TEXT SECTION:
--- Start ---

Adventures in Engineering: The Ecosystem of Autonomous Flight

Autonomous flight is the ability of an aircraft to act independently to complete a mission or achieve a goal. It is downright exhilarating to see the emergence of technology that facilitates the realization of a self-flying aircraft let alone the possibility of an ecosystem to support and grow this upcoming revolution in avionics. To be clear, autonomous flight is here, it has been done, the achievement has been accomplished.  Now, how do we create an ecosystem for this newly proven technology and how do we incorporate it into our lives?

Avionic companies large and small, well established and startup, are making significant strides in autonomous flight. Xwing[1] and Reliable Robotics,[2] two U.S. startup companies, have both recently claimed achievements in autonomous flights using Cessna aircrafts. Aircraft OEM, Airbus,[3] successfully completed its Autonomous Taxi, Take-Off and Landing (ATTOL) project in 2020 which heavily utilized image recognition technology hosted on an A350 aircraft. Garmin Aviation[4] has and is developing autonomous subsystems that assist in challenging situations and, if needed, land the aircraft if the pilot is incapacitated. A broad range of companies are investing in and developing autonomous flight technology that is addressing flight safety, cargo, and human transportation. 

Regulatory authorities (RAs) such as the Federal Aviation Administration (FAA)[5] and European Union Aviation Safety Agency (EASA)[6] have both established regulations and guidelines for Unmanned Aircraft Systems (UAS). While mostly focusing on remotely piloted drones, this is an important steppingstone for autonomous flight in the regulatory environment. 

  • Step 1: Safe aircraft flight with pilots, air travel as we know it today.
  • Step 2: Safe aircraft flight with remote pilots, UAV/drone operation.
  • Step 3: Safe autonomous flight. History is now being made.

With safety as their primary goal, the RAs provide experimental licensing for aircraft, guidance on flight tests/paths, and airworthiness certification for autonomous flight aircraft so that companies can prove out their technology. The advancements and achievements that avionics companies have made in autonomous flight would not be possible without the cooperation and support of regulatory authorities such as the FAA and the EASA.

--- End ---

OBJECTIVE A: Decide whether each statement agrees with the autonomous flight text, answering yes or no and quoting the deciding words: (i) Airbus completed its ATTOL project in 2020. (ii) The regulations from the FAA and EASA mostly focus on fully autonomous aircraft. (iii) Xwing and Reliable Robotics achieved their autonomous flights using Airbus aircraft.
OBJECTIVE B: Rewrite the autonomous flight text from "Avionic companies large" to "and human transportation.", changing "startup" to "young" wherever it appears.
OBJECTIVE C: Carry the autonomous flight text forward, starting after its final sentence.

MATERIAL SUPPLIED:
--- Start ---

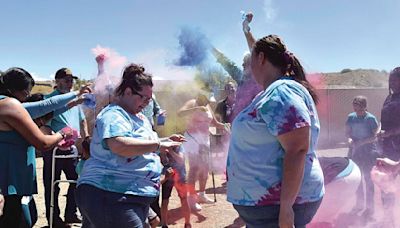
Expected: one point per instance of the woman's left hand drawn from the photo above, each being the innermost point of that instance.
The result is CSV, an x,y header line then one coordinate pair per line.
x,y
169,146
1,204
177,138
286,217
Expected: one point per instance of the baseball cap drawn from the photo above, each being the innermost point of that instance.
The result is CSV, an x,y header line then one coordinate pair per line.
x,y
64,73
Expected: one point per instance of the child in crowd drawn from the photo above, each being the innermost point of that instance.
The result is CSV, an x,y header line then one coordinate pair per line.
x,y
84,155
175,173
361,130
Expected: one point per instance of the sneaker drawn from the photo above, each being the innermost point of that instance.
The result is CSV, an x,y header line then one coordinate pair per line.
x,y
204,199
194,206
73,219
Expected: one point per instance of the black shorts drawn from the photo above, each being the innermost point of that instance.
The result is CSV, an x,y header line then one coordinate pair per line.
x,y
181,188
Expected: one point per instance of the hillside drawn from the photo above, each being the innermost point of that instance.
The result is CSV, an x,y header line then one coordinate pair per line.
x,y
359,78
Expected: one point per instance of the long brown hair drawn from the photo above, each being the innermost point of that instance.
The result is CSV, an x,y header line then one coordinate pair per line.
x,y
134,77
275,51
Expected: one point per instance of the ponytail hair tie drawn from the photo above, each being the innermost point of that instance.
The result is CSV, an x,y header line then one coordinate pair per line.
x,y
289,59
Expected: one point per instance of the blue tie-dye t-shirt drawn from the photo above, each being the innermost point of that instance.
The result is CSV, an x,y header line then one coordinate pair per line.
x,y
255,157
136,175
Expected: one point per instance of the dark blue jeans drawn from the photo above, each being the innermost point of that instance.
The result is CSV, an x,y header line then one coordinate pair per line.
x,y
68,167
106,209
268,216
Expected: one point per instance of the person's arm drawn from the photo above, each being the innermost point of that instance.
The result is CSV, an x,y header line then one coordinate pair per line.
x,y
100,59
156,106
128,146
83,123
214,121
295,144
40,108
388,164
189,107
246,30
348,136
16,116
84,127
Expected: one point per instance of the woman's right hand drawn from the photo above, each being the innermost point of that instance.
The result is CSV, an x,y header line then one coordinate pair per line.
x,y
169,146
202,108
1,204
67,132
85,89
388,164
286,217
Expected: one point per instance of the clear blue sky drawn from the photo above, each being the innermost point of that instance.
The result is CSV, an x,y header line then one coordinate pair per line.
x,y
45,35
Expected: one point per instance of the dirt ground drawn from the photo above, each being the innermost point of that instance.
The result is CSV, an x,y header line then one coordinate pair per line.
x,y
218,215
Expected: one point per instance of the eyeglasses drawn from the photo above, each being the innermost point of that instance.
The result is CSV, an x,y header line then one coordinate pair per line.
x,y
26,92
68,80
143,97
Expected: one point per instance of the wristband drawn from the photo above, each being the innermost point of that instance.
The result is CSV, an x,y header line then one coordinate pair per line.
x,y
158,145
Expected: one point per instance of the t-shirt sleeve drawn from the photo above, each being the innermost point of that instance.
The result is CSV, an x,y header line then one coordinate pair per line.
x,y
284,111
113,124
373,124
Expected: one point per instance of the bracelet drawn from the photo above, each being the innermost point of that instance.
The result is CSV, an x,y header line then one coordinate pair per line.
x,y
62,134
158,145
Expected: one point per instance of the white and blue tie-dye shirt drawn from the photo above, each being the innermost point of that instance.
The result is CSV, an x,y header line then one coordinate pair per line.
x,y
255,157
136,175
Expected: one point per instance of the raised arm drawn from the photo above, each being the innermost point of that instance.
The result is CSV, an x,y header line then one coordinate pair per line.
x,y
100,59
189,107
246,30
15,115
40,108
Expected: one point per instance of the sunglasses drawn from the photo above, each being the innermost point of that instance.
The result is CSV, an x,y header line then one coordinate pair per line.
x,y
143,97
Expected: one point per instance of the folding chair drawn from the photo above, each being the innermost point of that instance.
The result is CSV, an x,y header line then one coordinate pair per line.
x,y
53,182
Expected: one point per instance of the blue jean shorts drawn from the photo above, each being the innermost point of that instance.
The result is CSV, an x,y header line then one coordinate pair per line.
x,y
268,216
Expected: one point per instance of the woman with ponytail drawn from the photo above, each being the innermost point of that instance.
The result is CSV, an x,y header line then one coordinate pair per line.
x,y
274,176
122,176
19,136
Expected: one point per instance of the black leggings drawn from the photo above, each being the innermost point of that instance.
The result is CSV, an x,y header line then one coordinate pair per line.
x,y
12,212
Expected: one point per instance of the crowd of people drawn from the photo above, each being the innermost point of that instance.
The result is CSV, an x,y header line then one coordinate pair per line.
x,y
268,115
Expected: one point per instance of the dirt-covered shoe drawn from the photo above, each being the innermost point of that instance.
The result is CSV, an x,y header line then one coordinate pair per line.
x,y
204,199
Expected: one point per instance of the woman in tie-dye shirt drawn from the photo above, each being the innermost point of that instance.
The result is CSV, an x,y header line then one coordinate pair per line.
x,y
122,176
274,177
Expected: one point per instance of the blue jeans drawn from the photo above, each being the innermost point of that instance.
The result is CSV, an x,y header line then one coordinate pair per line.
x,y
268,216
106,209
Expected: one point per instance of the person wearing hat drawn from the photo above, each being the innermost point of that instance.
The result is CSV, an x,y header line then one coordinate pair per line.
x,y
74,118
200,118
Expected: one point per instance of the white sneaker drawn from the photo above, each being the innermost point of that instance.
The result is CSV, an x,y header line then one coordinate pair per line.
x,y
204,199
194,206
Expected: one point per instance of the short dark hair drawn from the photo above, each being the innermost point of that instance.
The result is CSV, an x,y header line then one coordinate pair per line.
x,y
134,77
277,54
15,79
39,97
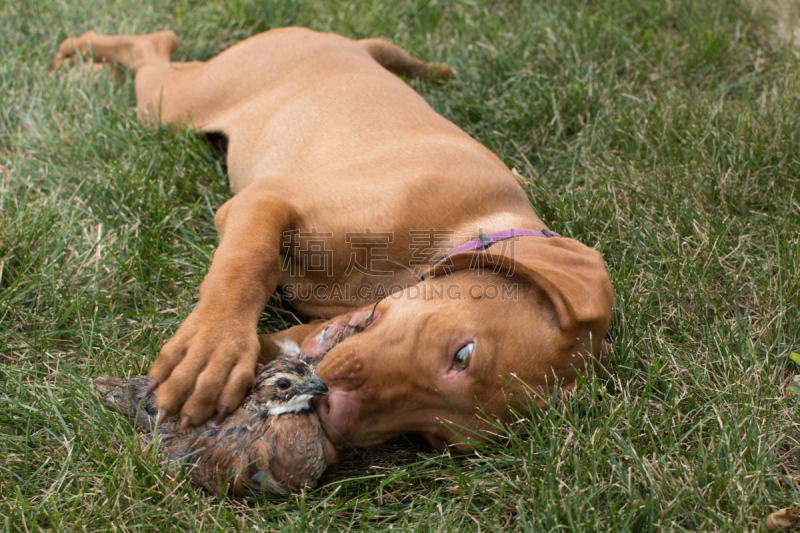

--- End ---

EXERCISE RESULT A:
(i) Yes: "successfully completed its Autonomous Taxi, Take-Off and Landing (ATTOL) project in 2020"
(ii) No: "While mostly focusing on remotely piloted drones"
(iii) No: "have both recently claimed achievements in autonomous flights using Cessna aircrafts"

EXERCISE RESULT B:
Avionic companies large and small, well established and young, are making significant strides in autonomous flight. Xwing[1] and Reliable Robotics,[2] two U.S. young companies, have both recently claimed achievements in autonomous flights using Cessna aircrafts. Aircraft OEM, Airbus,[3] successfully completed its Autonomous Taxi, Take-Off and Landing (ATTOL) project in 2020 which heavily utilized image recognition technology hosted on an A350 aircraft. Garmin Aviation[4] has and is developing autonomous subsystems that assist in challenging situations and, if needed, land the aircraft if the pilot is incapacitated. A broad range of companies are investing in and developing autonomous flight technology that is addressing flight safety, cargo, and human transportation.

EXERCISE RESULT C:
Industry standard associations are establishing a consensus of ideas, terminology, and definitions to create collaborative sets of standards for autonomous flight. The Radio Technical Committee for Aeronautics (RTCA)[7] has tasked a special committee (SC-288) Minimum Performance Standards for Unmanned Aircraft Systems with authoring standards that pertain to systems operating in various classifications of airspace.[8]

ATSM international Committee F38 on Unmanned Aircraft Systems has also authored specification ASTM F3269 – 17, which in summary, provides best practices as a guide to demonstrate safe operational behavior of an unmanned aircraft system.

The American National Standards Institute (ANSI)[9] has also published version 2.0 of its Standardization Roadmap for Unmanned Aircraft Systems, which shows standards already in existence, standards in work, and potential gaps and issues. Standardization is and has been a mechanism for focused sustainable growth in technology and capability will no doubt be essential to widespread development and adoption of autonomous flight in the years to come. 

NASA is working on autonomous solutions for various manned and unmanned aircraft systems to improve safety and functionality. The F16 Automatic Ground Collision Avoidance System (Auto GCAS),[10] credited with saving the lives of 11 F-16 pilots, is being modified to fit general aviation and autonomous flight aircraft. NASA’s Unmanned Aircraft Systems Integration in the National Airspace System (UAS-NAS)[11] project is centered around how unmanned aircraft systems can operate in airspace occupied by piloted aircraft by primarily utilizing Detect and Avoid (DAA) and Command and Control (C2) technologies. Time-Based Conformance Monitoring (TBCM), the measurement of incremental flight path progress, is being explored as a performance-based method for determining if an unmanned aircraft is staying on track or needs intervention. Indeed, NASA is in full support of unmanned and autonomous flight as a recent publication titled “NASA Explores ‘Smart’ Data for Autonomous World”[12] would suggest.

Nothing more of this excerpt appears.